Rewrite the records below with every "expected format" changed to "required format" and nothing else altered.

★ ★ ★ ★ ★ ★ ★

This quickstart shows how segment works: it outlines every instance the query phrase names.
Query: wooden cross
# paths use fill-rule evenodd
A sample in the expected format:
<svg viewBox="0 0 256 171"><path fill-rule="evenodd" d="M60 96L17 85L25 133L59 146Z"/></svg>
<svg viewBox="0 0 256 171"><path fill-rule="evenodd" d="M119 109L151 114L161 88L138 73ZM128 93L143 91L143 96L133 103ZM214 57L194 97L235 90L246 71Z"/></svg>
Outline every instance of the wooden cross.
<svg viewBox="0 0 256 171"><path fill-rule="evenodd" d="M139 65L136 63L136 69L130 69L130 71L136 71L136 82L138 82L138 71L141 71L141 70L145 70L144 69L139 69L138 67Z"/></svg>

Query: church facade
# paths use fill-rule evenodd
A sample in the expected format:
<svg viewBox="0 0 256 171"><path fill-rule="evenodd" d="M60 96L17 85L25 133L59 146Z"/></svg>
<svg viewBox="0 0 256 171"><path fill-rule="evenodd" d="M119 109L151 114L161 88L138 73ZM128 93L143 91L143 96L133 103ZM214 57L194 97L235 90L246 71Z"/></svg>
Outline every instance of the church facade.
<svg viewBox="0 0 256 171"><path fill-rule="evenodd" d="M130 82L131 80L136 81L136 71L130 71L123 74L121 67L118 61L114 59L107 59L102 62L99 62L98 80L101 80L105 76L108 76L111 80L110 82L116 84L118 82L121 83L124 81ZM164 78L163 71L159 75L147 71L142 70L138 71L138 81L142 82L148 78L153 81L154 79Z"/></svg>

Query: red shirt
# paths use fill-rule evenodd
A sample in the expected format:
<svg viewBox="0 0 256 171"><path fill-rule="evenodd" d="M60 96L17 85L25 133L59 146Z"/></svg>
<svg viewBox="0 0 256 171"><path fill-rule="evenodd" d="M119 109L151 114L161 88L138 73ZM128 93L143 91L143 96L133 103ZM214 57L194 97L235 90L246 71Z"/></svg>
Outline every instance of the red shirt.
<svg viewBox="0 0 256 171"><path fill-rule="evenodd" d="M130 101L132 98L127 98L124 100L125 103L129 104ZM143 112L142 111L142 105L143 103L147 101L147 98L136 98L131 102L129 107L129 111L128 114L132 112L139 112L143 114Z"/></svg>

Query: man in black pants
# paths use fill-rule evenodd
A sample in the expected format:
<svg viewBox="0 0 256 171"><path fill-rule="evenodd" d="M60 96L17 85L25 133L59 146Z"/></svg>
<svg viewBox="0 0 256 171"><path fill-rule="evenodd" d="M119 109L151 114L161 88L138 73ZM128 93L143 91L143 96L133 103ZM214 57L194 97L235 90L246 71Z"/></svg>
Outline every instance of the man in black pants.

★ ★ ★ ★ ★ ★ ★

PROBLEM SOLUTION:
This quickstart shows how segment works: it outlines every instance the query phrase names.
Query: wooden cross
# paths use fill-rule evenodd
A sample in the required format:
<svg viewBox="0 0 256 171"><path fill-rule="evenodd" d="M60 96L17 85L25 133L59 146Z"/></svg>
<svg viewBox="0 0 256 171"><path fill-rule="evenodd" d="M119 109L151 114L161 88L138 73ZM128 93L143 91L143 96L133 103ZM214 57L194 97L235 90L246 71Z"/></svg>
Outline every instance of the wooden cross.
<svg viewBox="0 0 256 171"><path fill-rule="evenodd" d="M139 65L136 63L136 69L130 69L130 71L136 71L136 82L138 82L138 71L141 71L141 70L145 70L144 69L139 69L138 67Z"/></svg>

Query: church facade
# paths use fill-rule evenodd
A sample in the required format:
<svg viewBox="0 0 256 171"><path fill-rule="evenodd" d="M60 96L17 85L25 133L59 146Z"/></svg>
<svg viewBox="0 0 256 171"><path fill-rule="evenodd" d="M119 109L151 114L161 88L138 73ZM128 93L143 91L143 96L133 103ZM214 57L194 97L235 90L246 71Z"/></svg>
Outline every instance of the church facade.
<svg viewBox="0 0 256 171"><path fill-rule="evenodd" d="M130 82L131 80L136 81L136 71L130 71L123 74L121 67L118 61L114 59L107 59L102 62L99 62L98 80L101 80L105 76L108 76L111 80L110 82L116 84L118 82L121 83L124 81ZM164 78L163 71L159 75L147 71L142 70L138 71L138 81L142 82L148 78L153 81L154 79Z"/></svg>

Query: red shirt
# paths use fill-rule evenodd
A sample in the required format:
<svg viewBox="0 0 256 171"><path fill-rule="evenodd" d="M60 96L17 85L25 133L59 146Z"/></svg>
<svg viewBox="0 0 256 171"><path fill-rule="evenodd" d="M119 109L151 114L161 88L138 73ZM128 93L143 91L143 96L133 103ZM214 57L194 97L235 90L246 71Z"/></svg>
Outline every instance of the red shirt.
<svg viewBox="0 0 256 171"><path fill-rule="evenodd" d="M130 101L132 98L127 98L124 100L125 103L129 104ZM143 112L142 111L142 105L143 103L147 101L147 98L136 98L131 102L129 107L129 111L128 114L132 112L139 112L143 114Z"/></svg>

Query: man in black pants
# paths use fill-rule evenodd
A sample in the required format:
<svg viewBox="0 0 256 171"><path fill-rule="evenodd" d="M60 96L17 85L25 133L59 146Z"/></svg>
<svg viewBox="0 0 256 171"><path fill-rule="evenodd" d="M119 109L151 114L161 88L138 73ZM128 93L143 91L143 96L133 103ZM214 57L194 97L235 90L246 71Z"/></svg>
Outline every instance of the man in black pants.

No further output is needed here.